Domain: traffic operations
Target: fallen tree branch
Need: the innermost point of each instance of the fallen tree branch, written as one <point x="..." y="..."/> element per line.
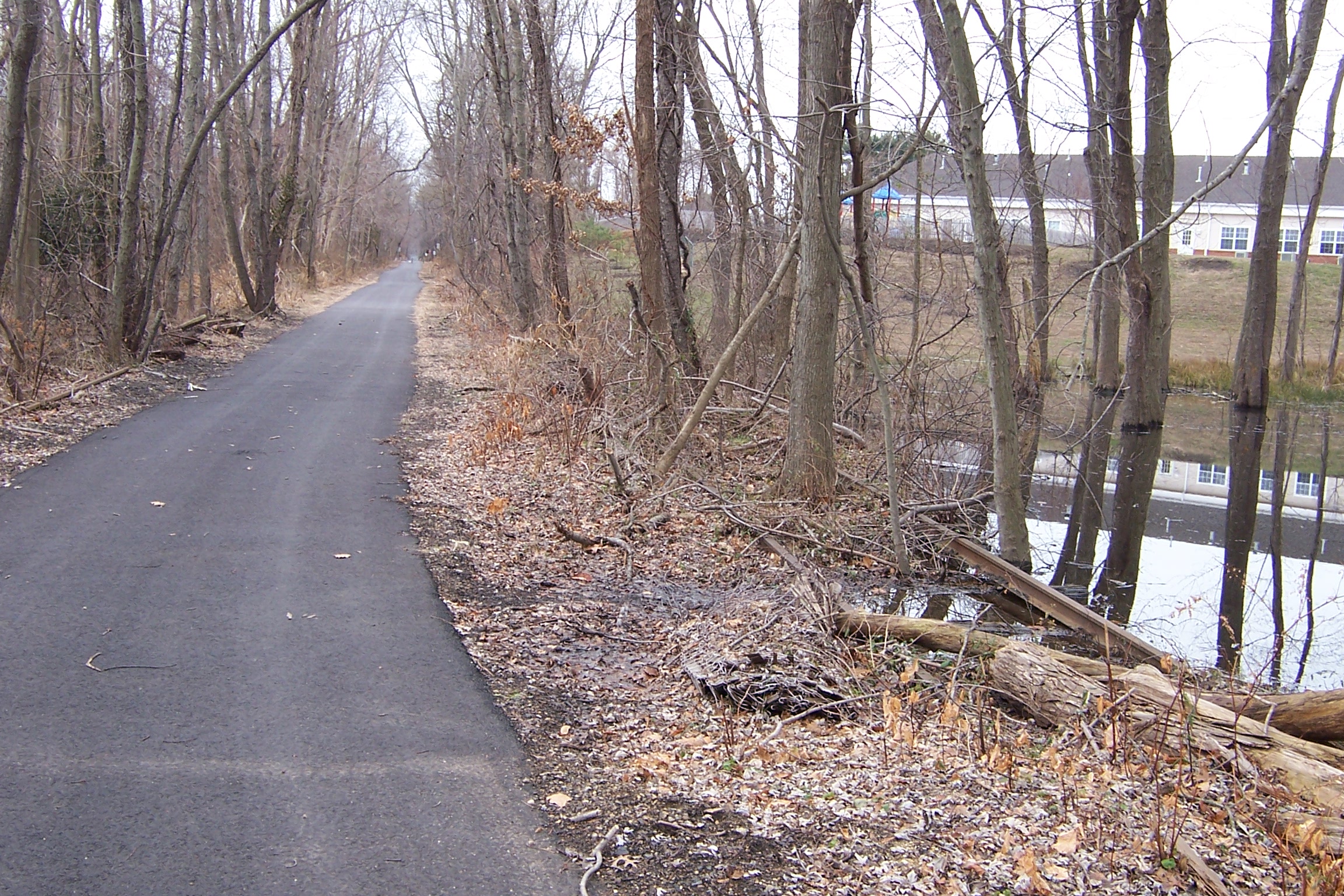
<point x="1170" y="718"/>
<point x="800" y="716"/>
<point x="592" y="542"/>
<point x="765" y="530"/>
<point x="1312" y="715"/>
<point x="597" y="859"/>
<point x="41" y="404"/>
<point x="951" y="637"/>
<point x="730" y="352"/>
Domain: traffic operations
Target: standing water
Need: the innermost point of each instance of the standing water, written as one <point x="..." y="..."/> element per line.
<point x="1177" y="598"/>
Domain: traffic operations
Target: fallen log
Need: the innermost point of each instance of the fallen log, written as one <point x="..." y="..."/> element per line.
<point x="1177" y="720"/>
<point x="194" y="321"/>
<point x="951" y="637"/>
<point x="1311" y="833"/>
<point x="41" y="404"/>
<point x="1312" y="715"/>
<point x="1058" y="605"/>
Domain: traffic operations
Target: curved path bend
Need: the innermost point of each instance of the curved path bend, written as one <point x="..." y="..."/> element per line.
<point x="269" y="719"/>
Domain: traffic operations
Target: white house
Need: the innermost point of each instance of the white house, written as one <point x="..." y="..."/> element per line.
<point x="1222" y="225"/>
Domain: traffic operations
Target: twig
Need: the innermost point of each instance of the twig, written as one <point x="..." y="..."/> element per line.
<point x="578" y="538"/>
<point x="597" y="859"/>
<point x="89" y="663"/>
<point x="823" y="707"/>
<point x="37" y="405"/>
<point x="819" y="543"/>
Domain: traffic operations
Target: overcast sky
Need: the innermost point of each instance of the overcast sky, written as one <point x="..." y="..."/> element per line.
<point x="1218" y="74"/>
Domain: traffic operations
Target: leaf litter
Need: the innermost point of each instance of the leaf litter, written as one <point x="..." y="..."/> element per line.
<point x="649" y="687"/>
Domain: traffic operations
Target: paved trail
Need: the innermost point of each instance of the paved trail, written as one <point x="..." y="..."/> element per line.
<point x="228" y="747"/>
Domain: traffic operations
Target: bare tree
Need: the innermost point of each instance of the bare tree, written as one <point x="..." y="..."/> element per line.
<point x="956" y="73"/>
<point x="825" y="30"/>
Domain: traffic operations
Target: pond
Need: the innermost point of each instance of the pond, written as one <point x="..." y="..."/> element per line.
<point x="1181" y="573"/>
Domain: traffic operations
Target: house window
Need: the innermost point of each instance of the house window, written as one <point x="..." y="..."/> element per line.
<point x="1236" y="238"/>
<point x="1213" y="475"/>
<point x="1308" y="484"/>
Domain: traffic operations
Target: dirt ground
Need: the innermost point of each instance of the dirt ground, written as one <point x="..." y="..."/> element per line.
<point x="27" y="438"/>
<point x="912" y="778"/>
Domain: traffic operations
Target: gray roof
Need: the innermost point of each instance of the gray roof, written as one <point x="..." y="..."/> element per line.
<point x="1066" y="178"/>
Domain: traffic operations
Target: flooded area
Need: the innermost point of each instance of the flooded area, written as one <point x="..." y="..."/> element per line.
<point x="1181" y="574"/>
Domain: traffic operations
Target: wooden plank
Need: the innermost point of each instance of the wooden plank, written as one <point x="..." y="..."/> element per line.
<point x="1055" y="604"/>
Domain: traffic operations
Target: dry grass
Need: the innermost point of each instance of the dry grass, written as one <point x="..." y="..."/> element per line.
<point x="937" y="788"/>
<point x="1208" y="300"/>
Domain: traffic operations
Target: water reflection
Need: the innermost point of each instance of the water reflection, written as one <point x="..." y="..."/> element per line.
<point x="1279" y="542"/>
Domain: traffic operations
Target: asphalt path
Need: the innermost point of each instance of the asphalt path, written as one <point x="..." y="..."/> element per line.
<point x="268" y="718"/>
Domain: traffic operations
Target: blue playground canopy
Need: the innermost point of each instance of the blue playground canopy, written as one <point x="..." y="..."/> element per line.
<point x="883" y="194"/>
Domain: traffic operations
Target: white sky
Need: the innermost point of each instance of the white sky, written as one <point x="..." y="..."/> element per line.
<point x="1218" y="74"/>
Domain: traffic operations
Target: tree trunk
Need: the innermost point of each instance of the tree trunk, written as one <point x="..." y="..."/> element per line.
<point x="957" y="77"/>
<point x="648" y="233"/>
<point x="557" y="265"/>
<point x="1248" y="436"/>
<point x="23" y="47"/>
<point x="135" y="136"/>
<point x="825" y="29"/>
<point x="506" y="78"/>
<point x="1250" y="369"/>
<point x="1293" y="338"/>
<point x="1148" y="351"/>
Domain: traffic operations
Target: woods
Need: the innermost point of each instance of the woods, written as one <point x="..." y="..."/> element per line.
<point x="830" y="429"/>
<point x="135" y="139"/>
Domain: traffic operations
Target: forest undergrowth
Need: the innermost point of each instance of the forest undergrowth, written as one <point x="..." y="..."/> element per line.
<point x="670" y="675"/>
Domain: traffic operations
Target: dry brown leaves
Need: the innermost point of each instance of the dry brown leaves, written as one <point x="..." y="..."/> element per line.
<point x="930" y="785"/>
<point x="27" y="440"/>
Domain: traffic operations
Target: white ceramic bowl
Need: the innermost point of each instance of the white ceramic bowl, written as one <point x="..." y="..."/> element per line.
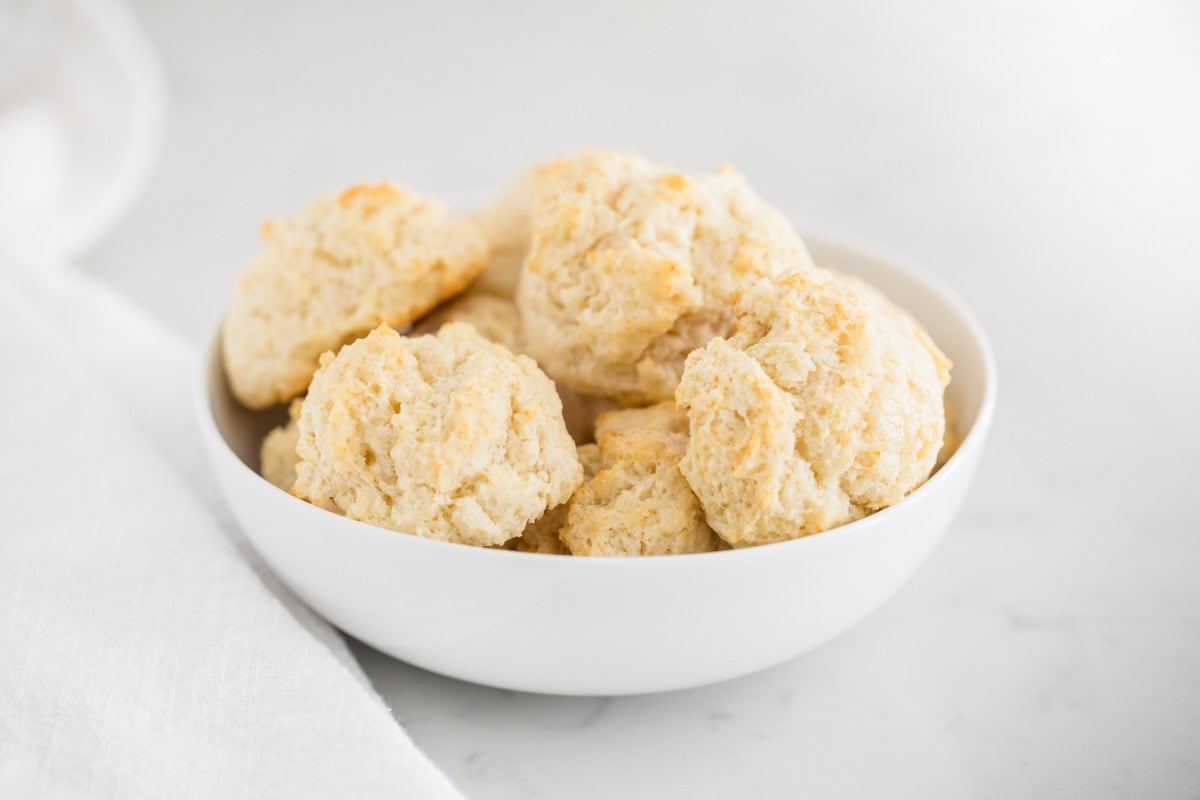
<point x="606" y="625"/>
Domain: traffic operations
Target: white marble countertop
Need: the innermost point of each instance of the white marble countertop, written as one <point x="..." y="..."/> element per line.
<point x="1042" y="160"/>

════════

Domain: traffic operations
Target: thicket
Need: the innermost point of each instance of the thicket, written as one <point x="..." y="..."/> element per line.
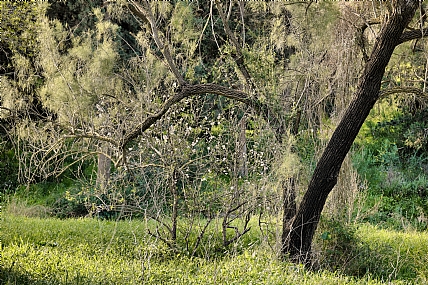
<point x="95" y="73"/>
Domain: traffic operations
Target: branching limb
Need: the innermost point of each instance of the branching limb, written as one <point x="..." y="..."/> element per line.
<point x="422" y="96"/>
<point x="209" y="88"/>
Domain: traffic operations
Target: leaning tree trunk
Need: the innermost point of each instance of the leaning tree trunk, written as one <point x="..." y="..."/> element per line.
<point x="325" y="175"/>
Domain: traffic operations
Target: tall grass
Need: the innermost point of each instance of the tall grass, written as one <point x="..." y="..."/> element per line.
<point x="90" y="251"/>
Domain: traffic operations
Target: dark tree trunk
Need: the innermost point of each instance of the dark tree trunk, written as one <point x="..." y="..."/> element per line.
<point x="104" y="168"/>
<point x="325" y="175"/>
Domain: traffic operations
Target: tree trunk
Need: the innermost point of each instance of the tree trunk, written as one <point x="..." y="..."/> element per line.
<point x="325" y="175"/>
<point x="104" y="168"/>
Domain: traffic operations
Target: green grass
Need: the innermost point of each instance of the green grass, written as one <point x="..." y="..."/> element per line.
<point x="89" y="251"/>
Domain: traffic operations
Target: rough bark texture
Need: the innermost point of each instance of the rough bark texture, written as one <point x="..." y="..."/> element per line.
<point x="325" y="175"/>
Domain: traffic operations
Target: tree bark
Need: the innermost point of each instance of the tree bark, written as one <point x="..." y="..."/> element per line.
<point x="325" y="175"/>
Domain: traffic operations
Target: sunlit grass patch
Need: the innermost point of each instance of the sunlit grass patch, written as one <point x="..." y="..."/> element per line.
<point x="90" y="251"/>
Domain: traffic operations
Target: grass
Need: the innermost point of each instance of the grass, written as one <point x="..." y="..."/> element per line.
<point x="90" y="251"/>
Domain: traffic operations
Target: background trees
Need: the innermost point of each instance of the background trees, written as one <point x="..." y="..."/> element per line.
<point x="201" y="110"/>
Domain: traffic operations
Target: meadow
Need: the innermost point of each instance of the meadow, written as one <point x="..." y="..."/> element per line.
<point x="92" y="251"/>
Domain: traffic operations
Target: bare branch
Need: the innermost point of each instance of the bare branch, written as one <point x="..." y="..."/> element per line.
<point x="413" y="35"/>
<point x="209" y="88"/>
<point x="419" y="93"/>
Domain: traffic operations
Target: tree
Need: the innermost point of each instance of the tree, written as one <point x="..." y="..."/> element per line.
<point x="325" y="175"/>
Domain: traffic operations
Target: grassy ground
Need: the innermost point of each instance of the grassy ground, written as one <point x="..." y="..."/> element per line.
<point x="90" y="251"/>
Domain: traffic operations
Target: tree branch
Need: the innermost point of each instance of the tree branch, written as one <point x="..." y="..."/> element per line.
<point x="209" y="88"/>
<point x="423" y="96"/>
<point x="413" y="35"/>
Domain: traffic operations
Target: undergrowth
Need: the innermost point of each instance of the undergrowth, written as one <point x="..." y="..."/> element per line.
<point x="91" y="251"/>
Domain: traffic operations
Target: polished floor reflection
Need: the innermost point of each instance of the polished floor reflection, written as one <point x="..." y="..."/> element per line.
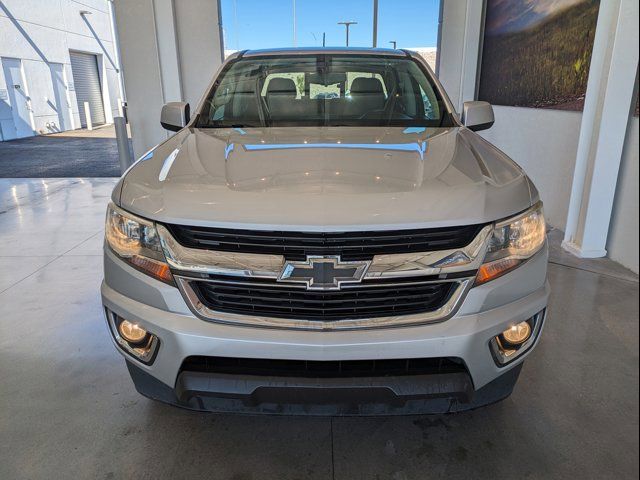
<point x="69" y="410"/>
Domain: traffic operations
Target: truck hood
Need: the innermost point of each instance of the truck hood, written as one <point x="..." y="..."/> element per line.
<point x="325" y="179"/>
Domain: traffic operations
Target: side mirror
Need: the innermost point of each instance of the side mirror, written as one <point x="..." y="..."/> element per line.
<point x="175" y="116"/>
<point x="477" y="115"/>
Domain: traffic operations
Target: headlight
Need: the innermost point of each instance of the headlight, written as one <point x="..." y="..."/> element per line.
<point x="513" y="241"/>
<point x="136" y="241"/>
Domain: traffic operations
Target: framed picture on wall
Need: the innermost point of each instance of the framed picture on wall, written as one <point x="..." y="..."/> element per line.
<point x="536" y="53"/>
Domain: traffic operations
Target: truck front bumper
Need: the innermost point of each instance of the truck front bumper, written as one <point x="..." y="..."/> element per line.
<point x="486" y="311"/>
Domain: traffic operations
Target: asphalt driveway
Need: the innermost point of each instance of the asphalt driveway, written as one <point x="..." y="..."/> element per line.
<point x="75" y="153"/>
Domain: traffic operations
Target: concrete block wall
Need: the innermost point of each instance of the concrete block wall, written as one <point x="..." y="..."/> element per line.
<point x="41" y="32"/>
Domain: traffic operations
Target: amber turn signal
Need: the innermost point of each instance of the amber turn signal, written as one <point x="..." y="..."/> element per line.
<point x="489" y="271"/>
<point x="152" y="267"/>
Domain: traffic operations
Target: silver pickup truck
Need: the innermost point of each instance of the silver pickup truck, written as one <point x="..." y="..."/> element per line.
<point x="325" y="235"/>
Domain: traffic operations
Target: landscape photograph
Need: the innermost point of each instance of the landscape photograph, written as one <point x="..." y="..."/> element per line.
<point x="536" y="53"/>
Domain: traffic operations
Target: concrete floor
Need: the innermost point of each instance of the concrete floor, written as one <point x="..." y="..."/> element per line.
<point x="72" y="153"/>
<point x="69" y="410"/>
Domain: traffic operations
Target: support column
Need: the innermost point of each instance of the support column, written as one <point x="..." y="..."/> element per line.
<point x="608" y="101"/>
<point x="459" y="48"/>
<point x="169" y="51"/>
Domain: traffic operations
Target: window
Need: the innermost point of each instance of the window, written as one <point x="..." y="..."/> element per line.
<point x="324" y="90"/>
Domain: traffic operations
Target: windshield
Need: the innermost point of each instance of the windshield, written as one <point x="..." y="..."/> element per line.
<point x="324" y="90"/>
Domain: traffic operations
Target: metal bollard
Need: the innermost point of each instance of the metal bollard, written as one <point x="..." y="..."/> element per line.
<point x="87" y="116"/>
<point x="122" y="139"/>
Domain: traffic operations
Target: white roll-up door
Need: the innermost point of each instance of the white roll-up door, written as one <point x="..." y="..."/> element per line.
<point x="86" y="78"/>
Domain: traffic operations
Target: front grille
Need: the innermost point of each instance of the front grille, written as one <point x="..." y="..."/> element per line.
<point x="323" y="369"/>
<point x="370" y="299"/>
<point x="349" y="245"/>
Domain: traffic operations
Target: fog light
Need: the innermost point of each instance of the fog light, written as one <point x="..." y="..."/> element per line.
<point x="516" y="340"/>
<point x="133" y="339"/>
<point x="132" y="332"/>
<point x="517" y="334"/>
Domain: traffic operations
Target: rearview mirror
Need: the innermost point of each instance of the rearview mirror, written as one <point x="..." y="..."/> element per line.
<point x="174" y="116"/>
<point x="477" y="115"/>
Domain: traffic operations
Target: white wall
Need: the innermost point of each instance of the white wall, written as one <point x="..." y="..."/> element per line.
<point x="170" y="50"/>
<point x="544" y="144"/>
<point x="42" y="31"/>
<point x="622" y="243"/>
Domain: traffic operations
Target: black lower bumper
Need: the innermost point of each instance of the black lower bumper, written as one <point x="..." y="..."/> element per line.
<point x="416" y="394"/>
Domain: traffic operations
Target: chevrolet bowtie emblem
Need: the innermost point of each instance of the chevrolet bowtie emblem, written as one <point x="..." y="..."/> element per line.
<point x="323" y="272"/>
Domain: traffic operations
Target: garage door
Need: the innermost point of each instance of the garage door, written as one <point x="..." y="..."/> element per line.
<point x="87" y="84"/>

════════

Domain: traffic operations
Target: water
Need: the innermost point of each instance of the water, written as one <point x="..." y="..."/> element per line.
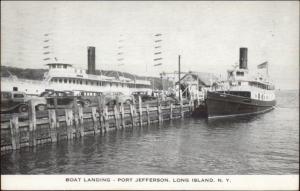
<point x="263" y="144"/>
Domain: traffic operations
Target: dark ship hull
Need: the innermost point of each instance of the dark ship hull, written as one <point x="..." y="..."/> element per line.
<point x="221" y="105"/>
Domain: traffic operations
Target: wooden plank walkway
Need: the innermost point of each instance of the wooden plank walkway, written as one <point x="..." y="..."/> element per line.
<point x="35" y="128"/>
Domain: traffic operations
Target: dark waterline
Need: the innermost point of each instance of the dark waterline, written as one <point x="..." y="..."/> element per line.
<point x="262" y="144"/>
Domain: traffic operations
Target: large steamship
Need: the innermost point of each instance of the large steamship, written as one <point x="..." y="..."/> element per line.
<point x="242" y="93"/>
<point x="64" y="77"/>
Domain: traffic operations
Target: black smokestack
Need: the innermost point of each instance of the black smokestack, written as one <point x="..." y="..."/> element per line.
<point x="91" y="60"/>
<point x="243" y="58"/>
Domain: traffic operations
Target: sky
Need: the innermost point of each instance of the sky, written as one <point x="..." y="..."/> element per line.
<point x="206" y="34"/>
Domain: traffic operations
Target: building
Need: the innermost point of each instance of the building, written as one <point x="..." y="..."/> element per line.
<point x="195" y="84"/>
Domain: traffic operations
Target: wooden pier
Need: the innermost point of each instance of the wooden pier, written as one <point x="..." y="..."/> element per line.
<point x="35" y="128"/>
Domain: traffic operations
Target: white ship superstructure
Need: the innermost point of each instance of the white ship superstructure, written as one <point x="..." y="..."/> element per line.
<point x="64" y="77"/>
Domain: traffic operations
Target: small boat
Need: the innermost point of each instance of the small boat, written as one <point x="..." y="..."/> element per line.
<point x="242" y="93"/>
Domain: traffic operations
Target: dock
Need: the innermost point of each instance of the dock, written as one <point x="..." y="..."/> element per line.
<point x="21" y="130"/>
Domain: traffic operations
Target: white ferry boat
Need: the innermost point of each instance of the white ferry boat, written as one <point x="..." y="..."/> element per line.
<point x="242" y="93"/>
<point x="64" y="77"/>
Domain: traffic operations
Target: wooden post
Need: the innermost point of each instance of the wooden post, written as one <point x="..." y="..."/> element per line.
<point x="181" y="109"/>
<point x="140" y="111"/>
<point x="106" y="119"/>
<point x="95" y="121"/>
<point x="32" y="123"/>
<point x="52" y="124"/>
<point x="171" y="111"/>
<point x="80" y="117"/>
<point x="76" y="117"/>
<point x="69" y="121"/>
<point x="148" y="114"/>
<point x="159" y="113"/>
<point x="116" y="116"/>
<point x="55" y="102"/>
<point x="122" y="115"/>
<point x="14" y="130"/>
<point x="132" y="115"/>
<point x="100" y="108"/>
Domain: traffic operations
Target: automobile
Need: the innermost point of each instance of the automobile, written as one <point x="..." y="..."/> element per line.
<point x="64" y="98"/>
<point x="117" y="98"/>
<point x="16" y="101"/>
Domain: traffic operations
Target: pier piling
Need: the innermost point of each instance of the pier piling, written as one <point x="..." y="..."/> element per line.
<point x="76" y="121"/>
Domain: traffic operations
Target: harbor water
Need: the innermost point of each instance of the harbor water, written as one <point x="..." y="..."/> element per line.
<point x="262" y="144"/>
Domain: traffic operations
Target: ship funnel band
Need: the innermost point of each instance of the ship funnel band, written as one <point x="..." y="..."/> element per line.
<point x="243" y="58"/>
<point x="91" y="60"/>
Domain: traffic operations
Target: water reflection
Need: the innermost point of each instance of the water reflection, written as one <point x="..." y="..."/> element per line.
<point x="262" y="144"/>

════════

State how many lines in the rows above contain the string "funnel". Give only the number.

2